Passage:
— Start —
To start at the Route 140 Mill Complex parking lot, take exit 45 off of I-91 and go west on Route 140. Just after you cross over the Connecticut River there will be a Mill Complex on your right. Take the narrow road down along the canal to a parking lot. Seasonal Restrictions: The towpath is closed to all uses from mid-November until early April of each year. This is to protect the nesting habitat for endangered birds of prey.
Trail Surfaces: Asphalt
Trail Activities: Bike, fishing, walking

Housatonic Rail Trail in Trumbull (Pequannock Valley Greenway)

Tait Road to Old Mine Park Trumbull, CT Phone:

Trail Length: 3.4 miles

This fairly flat trail overlooks the winding Pequonnock River for 3.4 miles. The trail starts at Tait Road. As Route 25 crosses the railroad track, there is a short hill to Parlor Rock Park to the wooden bridge under Route 25. Through Old Mine Park, the trail parallels the park entry road. After Route 111, the trail splits. A new trail bears right and ends at the Victorinox property. From Victorinox, turn left and cross through the parking lot. Just after crossing a bridge, turn left to resume the trail.
Parking: To park near the old town hall, take State Route 25 to Exit 9 and turn south on Daniel's Farm Road. Take a right on State Route 127 and a right on Tait Road to the small parking area beside the old town hall. The trailhead is 50 yards down the road on the left.

Charter Oak Greenway

Trail Length: 9.8 miles

The Charter Oak Greenway is a paved, multi-use trail connecting parks and the Captain John Bissell Greenway in East Hartford with residential and commercial areas. The trail runs for 9.8 miles from Forbes Street in East Hartford to Bolton, including a one-half-mile section using local roads. The trail provides seasonal access to restrooms, picnic areas, athletic facilities, tennis court, and playground equipment at Charter Oak Park. Bike lockers are available at the intersection of Route 83 and Charter Oak Street, as well as at the Spencer Street commuter lot. Trail users should note that some hills are quite steep.
— End —
Pointing items
— Start —
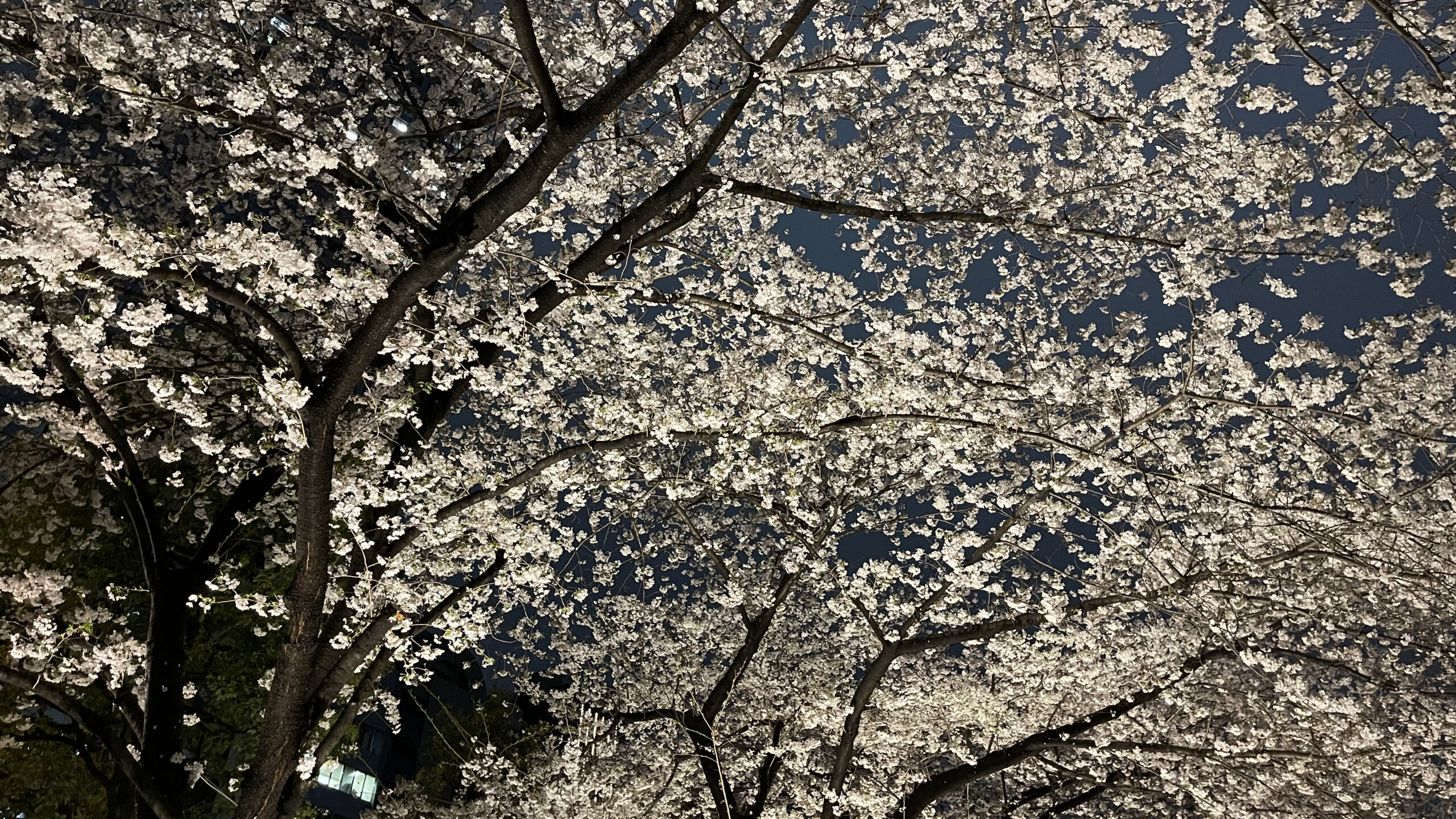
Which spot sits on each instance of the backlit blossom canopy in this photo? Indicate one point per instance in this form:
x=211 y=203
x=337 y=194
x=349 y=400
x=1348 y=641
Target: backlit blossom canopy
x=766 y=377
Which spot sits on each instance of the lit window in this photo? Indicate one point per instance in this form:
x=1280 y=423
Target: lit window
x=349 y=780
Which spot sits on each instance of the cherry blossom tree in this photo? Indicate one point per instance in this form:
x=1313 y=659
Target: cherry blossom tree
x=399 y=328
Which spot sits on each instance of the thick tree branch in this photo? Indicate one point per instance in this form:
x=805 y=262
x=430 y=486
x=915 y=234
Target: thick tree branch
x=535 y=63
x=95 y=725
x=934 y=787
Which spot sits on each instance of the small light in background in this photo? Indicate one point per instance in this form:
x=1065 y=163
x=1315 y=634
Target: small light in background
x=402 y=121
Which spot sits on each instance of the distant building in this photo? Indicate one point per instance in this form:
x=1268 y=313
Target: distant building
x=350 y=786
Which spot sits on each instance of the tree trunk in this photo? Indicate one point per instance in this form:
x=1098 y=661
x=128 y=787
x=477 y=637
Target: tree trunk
— End —
Set problem 1:
Quote the trail guide word for word, everything from "Housatonic Rail Trail" down to "resume the trail.".
Set problem 2:
Write the next part of the trail guide, picking up after its final sentence.

Exercise output 1:
Housatonic Rail Trail in Trumbull (Pequannock Valley Greenway)

Tait Road to Old Mine Park Trumbull, CT Phone:

Trail Length: 3.4 miles

This fairly flat trail overlooks the winding Pequonnock River for 3.4 miles. The trail starts at Tait Road. As Route 25 crosses the railroad track, there is a short hill to Parlor Rock Park to the wooden bridge under Route 25. Through Old Mine Park, the trail parallels the park entry road. After Route 111, the trail splits. A new trail bears right and ends at the Victorinox property. From Victorinox, turn left and cross through the parking lot. Just after crossing a bridge, turn left to resume the trail.

Exercise output 2:
Parking and Trail Access:
From I-384 eastbound (note greenway on right side), take exit 3 (Route 83). Turn right onto Route 83-North. Turn right at light onto Charter Oak Street. Turn right at next light into parking lot at Charter Oak Field. From I-384 westbound, take exit 3. Turn right at end of ramp onto Charter Oak Street. As above.
Trail Surfaces: Asphalt
Trail Activities: Bike, inline skating, wheelchair accessible, walking, cross country skiing

Providence Street to Arch Street Putnam, CT Phone:

Trail Length: 2 miles

This 2-mile biking and walking trail begins at Arch Street and winds its way north along the eastern shore of the Quinebaug River. The trail runs adjacent to Kennedy Drive for about 2 miles before terminating at Providence Street. The path of the trail runs through woodlands, two parks, an antique shopping district, and near revitalized mills. Five historic exhibits are located along the trail commemorating Putnam’s railroad history, textile mills, and founding citizens. There are three bridges adjacent to the trail including a 200-foot pedestrian bridge. Each bridge offers scenic views of the river.
Trail Surfaces: Asphalt Trail Activities: Bike, walking

Quinebaug River Trail

The southern section of the trail follows the Quinebaug River just south of Route 6 in Danielson. The trail starts where Main Street (Route 12) intersects Route 6. The trail is paved and is suitable for bicycles, wheelchairs, or strollers.
The northern section is also a paved trail that is suitable for bicycles, wheelchairs, or strollers. The trail starts at the Holiday Inn just west of the Attawaugan/Ballouville exit of 395 (exit 94) and goes north along Tracy Road toward Putnam. The trail ends on Tracy Road, but if you continue north into Putnam you can connect with the Putnam River Trail along the Quinebaug River.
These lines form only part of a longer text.